_PROBLEM DETAILS:_ Quote the data below in full, please, without altering anything.

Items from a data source
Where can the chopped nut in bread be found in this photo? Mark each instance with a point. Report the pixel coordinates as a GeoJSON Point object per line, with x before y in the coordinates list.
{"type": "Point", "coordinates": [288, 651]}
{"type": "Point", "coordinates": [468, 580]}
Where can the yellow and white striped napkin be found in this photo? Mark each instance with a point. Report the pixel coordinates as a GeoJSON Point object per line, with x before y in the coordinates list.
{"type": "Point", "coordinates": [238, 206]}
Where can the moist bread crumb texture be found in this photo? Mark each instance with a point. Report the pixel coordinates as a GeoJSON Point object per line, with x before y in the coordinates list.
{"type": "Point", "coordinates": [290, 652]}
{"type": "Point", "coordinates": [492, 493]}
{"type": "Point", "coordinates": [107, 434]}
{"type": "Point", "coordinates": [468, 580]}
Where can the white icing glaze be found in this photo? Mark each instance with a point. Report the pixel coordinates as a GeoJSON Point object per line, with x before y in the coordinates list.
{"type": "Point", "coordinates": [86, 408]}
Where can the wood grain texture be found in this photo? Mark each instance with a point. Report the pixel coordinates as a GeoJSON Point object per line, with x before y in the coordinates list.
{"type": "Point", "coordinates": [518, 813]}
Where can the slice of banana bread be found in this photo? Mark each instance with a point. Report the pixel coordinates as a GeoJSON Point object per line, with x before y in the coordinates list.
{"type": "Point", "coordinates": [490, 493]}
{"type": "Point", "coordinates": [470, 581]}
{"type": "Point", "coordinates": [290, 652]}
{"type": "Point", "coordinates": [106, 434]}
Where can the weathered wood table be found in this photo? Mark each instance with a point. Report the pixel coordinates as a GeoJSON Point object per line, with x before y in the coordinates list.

_ANSWER TO THE PROBLEM:_
Where can the chopped nut in bread be found in this photo? Mark each instance with a point. Report the pixel coordinates as a GeoJSON Point object per line, with x before y in the coordinates list.
{"type": "Point", "coordinates": [288, 651]}
{"type": "Point", "coordinates": [468, 580]}
Where can the yellow and white striped napkin be found in this photo? Mark each instance with a point. Report the pixel coordinates as a GeoJSON Point object per line, with x before y in the coordinates list.
{"type": "Point", "coordinates": [238, 206]}
Where can the moist bread crumb texture be found in this photo? Mark each instance with a point. Report the pixel coordinates as a GeoJSON Point object per line, with x before y in the coordinates list.
{"type": "Point", "coordinates": [290, 652]}
{"type": "Point", "coordinates": [492, 493]}
{"type": "Point", "coordinates": [107, 434]}
{"type": "Point", "coordinates": [468, 580]}
Where can the white icing glaze be found in this photo? Mark each instance with a point. Report the pixel coordinates as a GeoJSON Point object per line, with x before y in the coordinates list.
{"type": "Point", "coordinates": [86, 408]}
Where can the wood grain texture be found in this photo? Mark each instance with a point. Report the pixel coordinates as a GeoJSON Point object per line, with x before y in the coordinates list.
{"type": "Point", "coordinates": [518, 813]}
Where can the slice of banana bread be found in this photo? Mark each instance with a point. Report the pixel coordinates as a GeoJSON Point object per line, with x before y in the coordinates list.
{"type": "Point", "coordinates": [490, 493]}
{"type": "Point", "coordinates": [470, 581]}
{"type": "Point", "coordinates": [290, 652]}
{"type": "Point", "coordinates": [106, 434]}
Where can the weathered wood table be found in this photo? Mark each instance with a point. Report the pixel coordinates as a GeoJSON Point object per line, with x before y in the coordinates list.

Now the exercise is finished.